(Given passage Opens)

This investigation had some limitations. First, the retrospective design of the study introduced the possibility of bias from unrecognized confounding factors. However, we made efforts to minimize this bias as much as possible by statistically controlling for known confounders related to HC administration and developmental outcomes. An association was found between total HC dosage and later DQ/IQ, even after considering these potential confounders. Additionally, we were unable to evaluate several important potential confounding factors, such as nutritional status during NICU hospitalization, access to early intervention services, and socioeconomic status, due to a lack of data consistency across centers. This limits our ability to fully account for their influence on neurodevelopmental outcomes. Furthermore, the relatively small sample size, despite being a multicenter study, may limit the generalizability of our findings to broader populations. A further limitation was the length of the follow-up period, which inevitably increased the dropout rate and the amount of missing data. A previous randomized controlled trial that followed ELBW infants for the first five years reported that only about 75% of surviving cases were evaluable at 5 years of age, with the other 25% lost to follow-up.22 In the present study, 135 (68%) of the 198 surviving cases were followed-up for the full 6 years. This is roughly comparable to the follow-up rates reported in previous studies. Nonetheless, it should be noted that a certain degree of data loss occurred and this may have affected our findings. A LMM analysis was selected to compensate for this because it is known to be relatively robust to missing data.38 Despite its retrospective nature, a key strength of this investigation was the application of statistical techniques aimed at mitigating its inherent limitations. Finally, although the study was conducted across multiple centers, center-level effects were not included in the statistical models due to the small sample size and uneven distribution of participants per site. This may have introduced unmeasured center-related variability that could influence the precision of the estimated associations.

(Given passage Closes)
(Given entries Opens)

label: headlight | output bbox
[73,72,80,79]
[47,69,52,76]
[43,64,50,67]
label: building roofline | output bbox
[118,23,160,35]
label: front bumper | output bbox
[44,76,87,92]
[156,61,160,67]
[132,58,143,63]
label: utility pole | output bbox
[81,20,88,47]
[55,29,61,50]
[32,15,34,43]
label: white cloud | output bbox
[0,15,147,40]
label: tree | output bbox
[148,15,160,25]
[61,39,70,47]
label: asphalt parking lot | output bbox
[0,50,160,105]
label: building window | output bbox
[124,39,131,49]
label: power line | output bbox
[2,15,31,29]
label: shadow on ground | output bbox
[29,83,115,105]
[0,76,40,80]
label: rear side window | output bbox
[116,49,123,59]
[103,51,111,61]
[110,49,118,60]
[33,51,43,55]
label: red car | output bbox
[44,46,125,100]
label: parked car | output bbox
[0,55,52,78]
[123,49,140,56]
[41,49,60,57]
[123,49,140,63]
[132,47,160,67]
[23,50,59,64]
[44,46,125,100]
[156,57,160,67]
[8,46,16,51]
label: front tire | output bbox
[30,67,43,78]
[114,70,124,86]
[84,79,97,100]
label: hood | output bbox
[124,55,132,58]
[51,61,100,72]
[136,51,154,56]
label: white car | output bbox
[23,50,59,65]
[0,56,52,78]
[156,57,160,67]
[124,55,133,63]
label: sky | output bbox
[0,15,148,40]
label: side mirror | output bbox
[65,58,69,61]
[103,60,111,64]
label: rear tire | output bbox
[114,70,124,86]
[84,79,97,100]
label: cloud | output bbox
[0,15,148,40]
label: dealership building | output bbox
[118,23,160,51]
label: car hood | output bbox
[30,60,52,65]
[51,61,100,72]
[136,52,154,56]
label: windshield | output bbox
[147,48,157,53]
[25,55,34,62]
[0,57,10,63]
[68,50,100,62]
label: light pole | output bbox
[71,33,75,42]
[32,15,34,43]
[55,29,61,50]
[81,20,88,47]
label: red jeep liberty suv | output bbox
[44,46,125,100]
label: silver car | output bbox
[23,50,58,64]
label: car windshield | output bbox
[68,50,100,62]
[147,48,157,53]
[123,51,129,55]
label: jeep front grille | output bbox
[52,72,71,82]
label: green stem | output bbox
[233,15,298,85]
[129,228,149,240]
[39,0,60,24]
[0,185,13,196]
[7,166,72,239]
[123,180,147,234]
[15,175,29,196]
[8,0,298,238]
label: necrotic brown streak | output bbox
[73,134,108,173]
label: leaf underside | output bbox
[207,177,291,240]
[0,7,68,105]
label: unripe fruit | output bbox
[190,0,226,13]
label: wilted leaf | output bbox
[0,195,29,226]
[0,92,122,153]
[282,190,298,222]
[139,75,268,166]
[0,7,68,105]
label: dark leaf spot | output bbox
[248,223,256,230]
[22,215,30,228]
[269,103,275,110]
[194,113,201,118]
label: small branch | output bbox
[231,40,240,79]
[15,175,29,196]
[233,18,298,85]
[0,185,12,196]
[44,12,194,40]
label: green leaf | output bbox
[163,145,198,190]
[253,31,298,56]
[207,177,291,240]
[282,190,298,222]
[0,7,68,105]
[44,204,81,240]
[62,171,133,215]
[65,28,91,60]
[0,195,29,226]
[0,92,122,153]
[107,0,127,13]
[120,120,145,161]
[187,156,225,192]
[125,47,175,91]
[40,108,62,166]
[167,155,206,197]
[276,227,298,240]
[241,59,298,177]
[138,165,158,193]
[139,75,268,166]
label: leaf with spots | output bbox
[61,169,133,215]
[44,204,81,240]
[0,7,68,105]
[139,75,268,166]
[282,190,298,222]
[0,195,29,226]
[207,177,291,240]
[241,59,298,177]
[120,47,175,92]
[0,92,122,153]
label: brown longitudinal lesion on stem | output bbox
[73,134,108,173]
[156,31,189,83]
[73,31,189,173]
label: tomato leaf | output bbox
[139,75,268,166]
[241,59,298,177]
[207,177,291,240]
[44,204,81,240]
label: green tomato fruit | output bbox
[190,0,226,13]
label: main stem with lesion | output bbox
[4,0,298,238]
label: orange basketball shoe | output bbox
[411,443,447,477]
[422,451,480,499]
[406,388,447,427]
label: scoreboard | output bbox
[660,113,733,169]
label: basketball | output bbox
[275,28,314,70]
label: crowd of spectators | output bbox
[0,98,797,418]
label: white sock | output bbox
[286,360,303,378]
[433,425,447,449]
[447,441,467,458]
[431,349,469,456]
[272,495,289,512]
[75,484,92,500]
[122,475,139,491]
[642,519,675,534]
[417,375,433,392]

(Given entries Closes)

## [Work to complete]
1. Answer these questions using the passage on the study's limitations:
(a) How many of the 198 surviving cases were followed up for the full 6 years?
(b) What kind of analysis was selected because it is relatively robust to missing data?
(c) What reasons are given for leaving center-level effects out of the statistical models?
2. Translate into Spanish this sentence from the passage on the study's limitations: "This is roughly comparable to the follow-up rates reported in previous studies."
3. Continue the passage on the study's limitations, picking up after its final sentence.
You do not need the records for any of this work.

## [Results for the exercise]
1.
(a) 135 cases (68%).
(b) An LMM analysis.
(c) The small sample size and the uneven distribution of participants per site.

2. Esto es aproximadamente comparable a las tasas de seguimiento reportadas en estudios previos.

3.
Longitudinal studies investigating outcomes that emerge months or years after the exposure face intrinsic methodological challenges, particularly when events along the timeline may lie on the causal pathway. In our study, variables such as severe complications could be considered mediators rather than confounders, as they may be influenced by the exposure (hydrocortisone) and in turn affect neurodevelopmental outcomes. While we included them as covariates to control for clinical severity, we recognize that this approach may partially adjust away part of the exposure effect. This highlights the complexity of analyzing long-term outcomes in neonatal cohorts and underlines the importance of interpreting adjusted models within their causal framework.

The central finding of this study was that a higher total dose of HC administered up to 36 weeks PMA to ELBW infants is associated with persistent lower DQ/IQ scores. This suggests that, while HC is essential to the respiratory and circulatory management of infants with ELBW, the benefits of higher doses of HC during treatment should be carefully weighed against the detrimental effects of high doses on neurodevelopmental outcomes.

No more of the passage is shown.